News Main Image - Journal New England Journ of Med NEJM
March 4, 2016

Protection against peanut allergy by early consumption persists following a one-year period of peanut avoidance

Peanut allergy prevention achieved from early peanut consumption in at-risk infants persists after a one-year period of avoiding peanut, a clinical trial has found. The LEAP-ON clinical trial (Persistence of Oral Tolerance to Peanut) was conducted by the Immune Tolerance Network (ITN), a research consortium led by Benaroya Research Institute and supported by the National Institute of Allergy and Infectious Diseases (NIAID), part of the National Institutes of Health, and led by Dr. Gideon Lack from Kings College London. The results were published today in the New England Journal of Medicine.

The LEAP-On study was an extension of the ITN’s landmark LEAP Study (Learning Early About Peanut Allergy), which demonstrated that regular peanut consumption begun in early infancy and continued until age 5 reduced the rate of peanut allergy in at-risk infants by 80% compared to non-peanut-consumers. LEAP was the first large, well-controlled study to conclusively show the benefits of early peanut consumption in this population, changing previous notions about peanut allergy prevention.

However, LEAP did not answer the question of whether participants who had consumed peanut for more than four years were protected long-term against peanut allergy when they stopped eating peanut.

To examine this question, the LEAP-ON study followed 556 of the original 640 children in LEAP (both consumers and avoiders) for a one-year period of peanut avoidance. This cohort included 274 previous peanut consumers and 282 previous peanut avoiders. Compliance with peanut avoidance was assessed by a validated questionnaire and was confirmed by quantifying peanut protein in dust samples collected from participants’ beds. Allergy status was determined using an oral food challenge at the end of the study.

After 12 months of peanut avoidance, only 4.8% of the original peanut consumers were found to be allergic, compared to 18.6% of the original peanut avoiders, a highly significant difference.

[Extracted data entries]

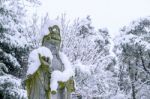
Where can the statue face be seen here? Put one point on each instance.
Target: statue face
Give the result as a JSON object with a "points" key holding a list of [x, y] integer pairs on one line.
{"points": [[55, 33]]}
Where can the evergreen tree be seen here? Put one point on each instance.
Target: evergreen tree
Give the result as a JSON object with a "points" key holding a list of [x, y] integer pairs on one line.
{"points": [[13, 49], [132, 49]]}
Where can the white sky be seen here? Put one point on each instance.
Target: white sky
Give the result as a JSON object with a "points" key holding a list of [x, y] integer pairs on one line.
{"points": [[112, 14]]}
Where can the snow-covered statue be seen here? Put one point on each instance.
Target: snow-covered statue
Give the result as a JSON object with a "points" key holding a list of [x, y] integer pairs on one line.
{"points": [[50, 75], [53, 41]]}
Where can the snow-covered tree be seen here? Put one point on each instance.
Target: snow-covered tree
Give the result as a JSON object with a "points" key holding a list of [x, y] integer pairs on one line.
{"points": [[13, 48], [132, 49], [88, 49]]}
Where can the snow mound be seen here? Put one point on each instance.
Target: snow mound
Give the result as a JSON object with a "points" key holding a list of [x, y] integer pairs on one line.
{"points": [[34, 62]]}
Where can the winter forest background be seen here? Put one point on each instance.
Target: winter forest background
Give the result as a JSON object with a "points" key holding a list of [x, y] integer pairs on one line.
{"points": [[105, 67]]}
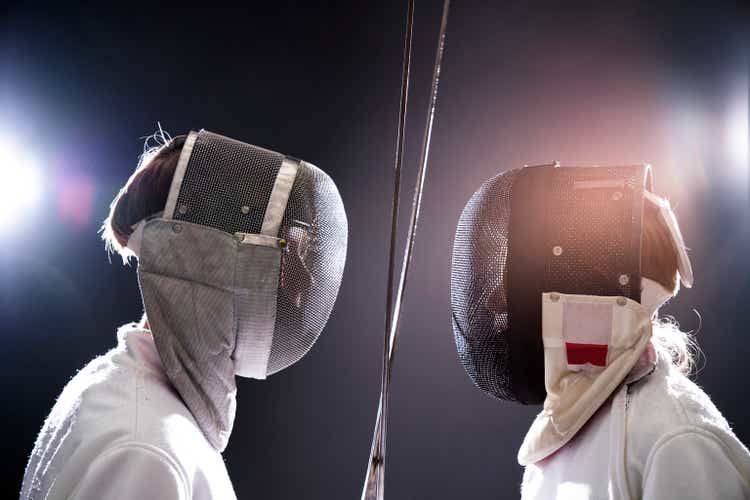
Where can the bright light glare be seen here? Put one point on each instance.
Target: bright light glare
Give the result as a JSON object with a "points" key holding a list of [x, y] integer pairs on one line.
{"points": [[20, 184], [737, 134]]}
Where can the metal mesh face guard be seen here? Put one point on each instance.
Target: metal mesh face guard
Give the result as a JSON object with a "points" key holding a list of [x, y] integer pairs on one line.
{"points": [[225, 184], [529, 231]]}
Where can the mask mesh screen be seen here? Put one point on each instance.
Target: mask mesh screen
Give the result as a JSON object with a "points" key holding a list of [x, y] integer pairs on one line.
{"points": [[312, 265], [227, 184], [478, 286], [595, 229]]}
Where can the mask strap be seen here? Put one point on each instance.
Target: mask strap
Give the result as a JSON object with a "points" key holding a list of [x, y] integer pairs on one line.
{"points": [[258, 271], [667, 215]]}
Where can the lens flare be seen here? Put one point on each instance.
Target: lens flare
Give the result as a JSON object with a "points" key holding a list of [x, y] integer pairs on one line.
{"points": [[20, 184]]}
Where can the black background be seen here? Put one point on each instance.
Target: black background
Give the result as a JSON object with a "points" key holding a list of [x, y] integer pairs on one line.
{"points": [[522, 83]]}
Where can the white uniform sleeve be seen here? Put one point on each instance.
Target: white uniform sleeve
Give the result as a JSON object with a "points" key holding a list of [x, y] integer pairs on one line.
{"points": [[692, 464], [132, 471]]}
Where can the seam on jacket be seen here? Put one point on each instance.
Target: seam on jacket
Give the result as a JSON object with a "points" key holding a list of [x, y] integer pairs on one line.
{"points": [[699, 431], [186, 486]]}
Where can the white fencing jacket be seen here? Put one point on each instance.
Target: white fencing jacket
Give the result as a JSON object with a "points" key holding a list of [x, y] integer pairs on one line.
{"points": [[119, 430], [658, 437]]}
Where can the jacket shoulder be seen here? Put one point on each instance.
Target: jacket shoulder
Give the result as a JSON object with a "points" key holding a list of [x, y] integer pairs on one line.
{"points": [[666, 410]]}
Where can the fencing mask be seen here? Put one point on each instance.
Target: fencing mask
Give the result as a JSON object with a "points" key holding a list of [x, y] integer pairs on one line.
{"points": [[546, 290], [240, 272]]}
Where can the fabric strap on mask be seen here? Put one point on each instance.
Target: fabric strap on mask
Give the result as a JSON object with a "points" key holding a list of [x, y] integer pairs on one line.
{"points": [[255, 330]]}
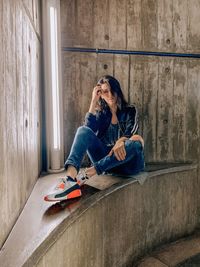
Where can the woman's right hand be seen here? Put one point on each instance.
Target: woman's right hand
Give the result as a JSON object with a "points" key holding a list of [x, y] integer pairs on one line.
{"points": [[96, 94], [95, 98]]}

# Work item
Please state how many of the original LEAP children the LEAP-ON study followed, according to the peanut allergy article.

# Exercise answer
556 of the original 640 children.